> _DIRECTIONS_: Change every occurrence of "pixel coordinates" in the data to "image coordinates" and give all the lines back, with everything else unchanged and the pictures left out.

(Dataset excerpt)
————————

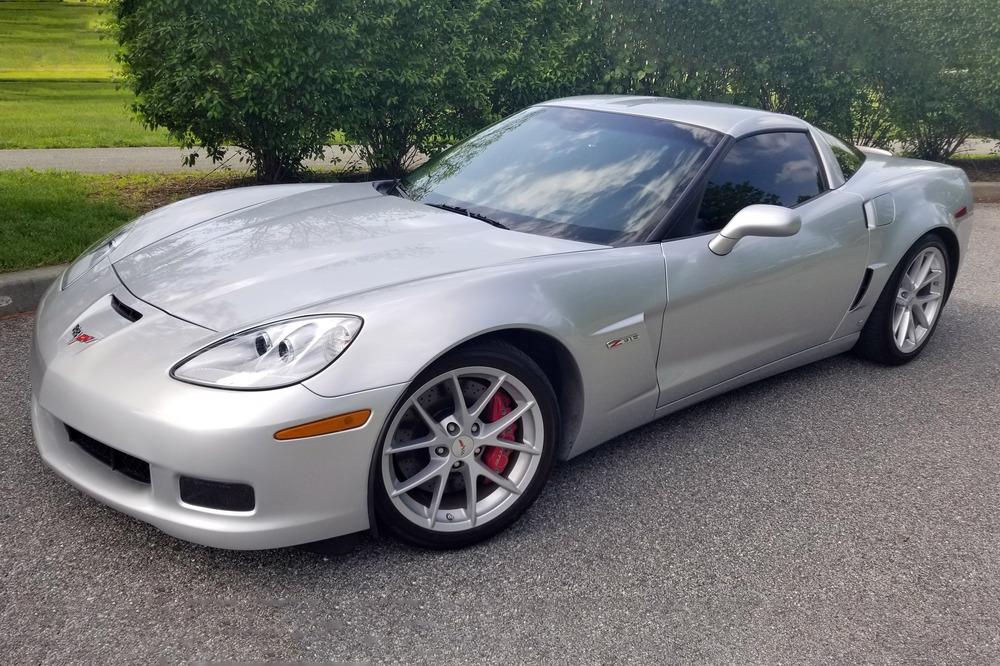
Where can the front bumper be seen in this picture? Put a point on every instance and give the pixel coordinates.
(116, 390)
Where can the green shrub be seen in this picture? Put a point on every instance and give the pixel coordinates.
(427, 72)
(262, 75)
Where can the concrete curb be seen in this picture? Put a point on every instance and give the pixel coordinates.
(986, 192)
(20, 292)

————————

> _SOLUTION TO THIS PROBLEM_:
Where can the front bumper be seen in this picture? Put a point on every instance and give the image coordinates.
(116, 390)
Where can the green shrub be seen in this picture? Put a point on every instance and give the image coordinates.
(427, 72)
(262, 75)
Where can the concrete curb be seen in this picture? Put a point on every instance and give the image coordinates.
(986, 192)
(20, 292)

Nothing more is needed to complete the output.